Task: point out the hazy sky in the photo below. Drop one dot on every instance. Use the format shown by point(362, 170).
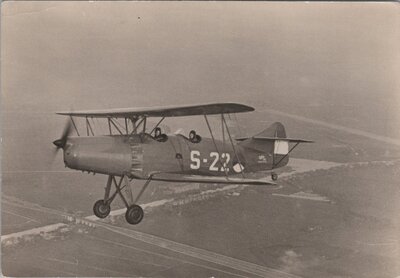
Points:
point(311, 59)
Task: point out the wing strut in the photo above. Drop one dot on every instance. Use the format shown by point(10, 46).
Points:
point(233, 145)
point(215, 144)
point(291, 149)
point(73, 123)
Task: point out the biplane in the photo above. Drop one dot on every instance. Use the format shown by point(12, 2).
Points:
point(134, 150)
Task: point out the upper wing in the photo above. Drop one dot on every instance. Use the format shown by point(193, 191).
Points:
point(208, 179)
point(170, 111)
point(290, 140)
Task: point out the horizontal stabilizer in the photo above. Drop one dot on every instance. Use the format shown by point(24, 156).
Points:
point(208, 179)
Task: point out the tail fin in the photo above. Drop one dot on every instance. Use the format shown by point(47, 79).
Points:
point(273, 143)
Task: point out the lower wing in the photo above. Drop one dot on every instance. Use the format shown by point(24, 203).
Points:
point(207, 179)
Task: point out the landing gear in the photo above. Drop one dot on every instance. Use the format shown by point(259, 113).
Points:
point(134, 213)
point(101, 209)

# # # #

Task objective: Render the lines from the start of the page through the line containing "point(311, 59)" as a JSON list of strings, one string per line, with blank lines skipped and the pictures left out.

Solution:
[
  "Task: point out the hazy sky in the photo below. Drop one dot on every instance. Use the format shown by point(362, 170).",
  "Points:",
  "point(311, 59)"
]